▼▼▼

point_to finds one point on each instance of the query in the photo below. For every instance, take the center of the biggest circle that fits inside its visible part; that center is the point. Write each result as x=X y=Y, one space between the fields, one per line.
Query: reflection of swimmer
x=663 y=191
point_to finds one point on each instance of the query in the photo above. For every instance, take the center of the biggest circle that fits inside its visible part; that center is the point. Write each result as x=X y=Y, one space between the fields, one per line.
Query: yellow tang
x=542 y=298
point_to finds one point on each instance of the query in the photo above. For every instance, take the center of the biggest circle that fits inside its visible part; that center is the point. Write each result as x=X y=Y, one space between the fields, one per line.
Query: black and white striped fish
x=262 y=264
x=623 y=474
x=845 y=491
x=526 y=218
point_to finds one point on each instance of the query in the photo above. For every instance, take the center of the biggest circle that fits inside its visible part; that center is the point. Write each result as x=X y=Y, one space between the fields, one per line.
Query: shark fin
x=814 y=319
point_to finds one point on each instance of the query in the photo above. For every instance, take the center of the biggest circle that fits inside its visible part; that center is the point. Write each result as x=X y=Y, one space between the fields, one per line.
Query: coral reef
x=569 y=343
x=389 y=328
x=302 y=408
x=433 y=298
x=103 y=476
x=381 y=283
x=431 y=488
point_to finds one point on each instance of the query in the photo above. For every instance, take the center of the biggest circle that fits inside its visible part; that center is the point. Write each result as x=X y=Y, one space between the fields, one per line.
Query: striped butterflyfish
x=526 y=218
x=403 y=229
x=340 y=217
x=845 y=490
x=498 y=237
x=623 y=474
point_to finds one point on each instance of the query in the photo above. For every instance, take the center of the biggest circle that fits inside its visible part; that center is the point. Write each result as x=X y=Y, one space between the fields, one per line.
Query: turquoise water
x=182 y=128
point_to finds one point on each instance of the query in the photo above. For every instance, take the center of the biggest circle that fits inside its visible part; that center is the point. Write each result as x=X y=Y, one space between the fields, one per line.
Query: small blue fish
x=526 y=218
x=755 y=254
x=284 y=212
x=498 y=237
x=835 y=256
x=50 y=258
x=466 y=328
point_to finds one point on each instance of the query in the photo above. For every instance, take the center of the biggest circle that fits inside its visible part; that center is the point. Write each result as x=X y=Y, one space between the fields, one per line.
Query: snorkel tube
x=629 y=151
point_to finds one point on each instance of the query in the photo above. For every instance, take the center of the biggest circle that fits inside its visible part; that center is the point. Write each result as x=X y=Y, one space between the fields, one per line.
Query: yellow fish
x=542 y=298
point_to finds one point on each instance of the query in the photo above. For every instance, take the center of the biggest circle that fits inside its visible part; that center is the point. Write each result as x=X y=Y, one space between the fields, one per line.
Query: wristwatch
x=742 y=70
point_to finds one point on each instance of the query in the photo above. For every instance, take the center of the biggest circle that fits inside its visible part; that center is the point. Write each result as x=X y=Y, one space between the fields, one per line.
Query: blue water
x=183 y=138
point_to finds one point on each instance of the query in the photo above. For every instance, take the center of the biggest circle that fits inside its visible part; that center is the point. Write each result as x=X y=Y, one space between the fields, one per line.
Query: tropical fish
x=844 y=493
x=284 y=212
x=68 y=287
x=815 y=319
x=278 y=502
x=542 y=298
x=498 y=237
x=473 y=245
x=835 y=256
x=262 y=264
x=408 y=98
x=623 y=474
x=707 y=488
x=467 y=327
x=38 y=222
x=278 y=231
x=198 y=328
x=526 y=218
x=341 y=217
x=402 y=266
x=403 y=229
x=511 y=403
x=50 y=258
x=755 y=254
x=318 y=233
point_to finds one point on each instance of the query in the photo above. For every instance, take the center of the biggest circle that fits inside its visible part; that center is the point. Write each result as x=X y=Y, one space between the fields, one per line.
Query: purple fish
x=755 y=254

▲▲▲

Reproduce the data above exactly, leaving nothing out.

point_to finds one point on each instance of the query in the photo below. For every instance, take the center of the biggest circle that fits inside its visible part; that center is the point. Write each result as x=X y=Y, one space between the fields, one per line.
Query: reflection of swimmer
x=663 y=191
point_to finds one point on each instance of the query in the photo above. For every instance, take the center of the biggest circle that fits inside its visible part; that center is the point. Write each result as x=X y=Y, one space between the fields, one per line.
Query: yellow tang
x=542 y=298
point_to finds one point on each instance of the query in the photo above. For every instance, take the center of the biggest circle that fits inside its visible part; that center is the point. Write each result as x=X y=Y, one space between the fields, one per line.
Query: black and white striped fish
x=262 y=264
x=623 y=474
x=845 y=491
x=526 y=218
point_to finds one point on each instance of the query in the photo above. For every instance, take the center of the biggest circle that fits inside its visible part; that center is the point. Write each result as x=X y=Y, one space between the fields, one per line.
Query: shark fin
x=814 y=319
point_to finds one point on each instance of the query in the photo above. For every instance, take the center of the biggest circle that fits inside its visible part; that center is the point. Write each result as x=X y=Y, one space between the fields, one per line.
Query: coral reef
x=569 y=343
x=389 y=328
x=302 y=408
x=433 y=298
x=103 y=476
x=381 y=283
x=431 y=488
point_to finds one point on each instance of the query in the photo above. For every instance, take the center of the biggest circle that fits inside its visible part; that center is the point. Write each result as x=X y=Y, one space between the fields, one per line.
Query: striped butterflyfish
x=526 y=218
x=403 y=229
x=340 y=217
x=845 y=490
x=498 y=237
x=623 y=474
point_to finds one point on each instance of the query in the photo above. For every instance, take the center of the biggest circle that fits inside its visible part; that center is the point. Write each result as x=X y=Y, one space between the fields, one per line.
Query: turquoise water
x=182 y=128
point_to finds one point on each instance of the query in the photo above. For every instance, take the center of the biggest circle that fits inside its visible part; that center is the point. Write each result as x=X y=Y, one space between the fields, one per line.
Query: small blue fish
x=526 y=218
x=755 y=254
x=284 y=212
x=498 y=237
x=835 y=256
x=50 y=258
x=466 y=328
point_to finds one point on each instance of the query in the photo above. For every instance, take the center of the biggest circle that fits inside its visible part; that center is the point. Write each result as x=X y=Y, one space between the fields, one per line.
Query: snorkel tube
x=629 y=151
point_to finds one point on each instance of the query in the photo above. For every instance, take the center of the biggest circle that fits inside its visible part; that center is the point. Write each result as x=X y=Y, one space between the fields, one per line.
Query: yellow fish
x=542 y=298
point_to finds one point on each instance of the query in the photo above. For every instance, take the center of the biggest circle that fits inside its visible part; that center is the point. Write each result as x=X y=Y, one space between the fields, one per line.
Query: wristwatch
x=742 y=70
point_to finds one point on each instance of the query in the photo above. For every instance, take the center of the biggest circle that fits inside its visible part; that center is the point. Write each result as x=X y=Y, one space between the fields, one per line.
Query: blue water
x=183 y=138
point_to finds one point on each instance of the query in the photo above. For every instance, take the center of the biggest circle that fits inside its visible part; that center is the point. Write each result as x=X y=Y, one space between the fields, one per line.
Query: tropical fish
x=844 y=493
x=284 y=212
x=68 y=287
x=815 y=319
x=278 y=502
x=542 y=298
x=498 y=237
x=473 y=245
x=835 y=256
x=262 y=264
x=408 y=98
x=623 y=474
x=707 y=488
x=467 y=327
x=38 y=222
x=278 y=231
x=198 y=328
x=526 y=218
x=341 y=217
x=402 y=266
x=403 y=229
x=511 y=403
x=50 y=258
x=755 y=254
x=318 y=233
point_to finds one point on each instance of the query in the photo above. For every instance, take the center of the biggest circle that fits inside its visible part; that center is the point. Write each result as x=X y=Y, one space between the fields, one per line.
Query: purple fish
x=755 y=254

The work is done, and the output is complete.